Instructions to follow: The result should be every line in the material below containing the string "TARGET".
(Beginning of Task inputs)
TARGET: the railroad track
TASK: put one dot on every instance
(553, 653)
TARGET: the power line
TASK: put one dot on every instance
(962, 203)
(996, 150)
(End of Task inputs)
Result for this exercise:
TARGET: the railroad track
TARGET: the power line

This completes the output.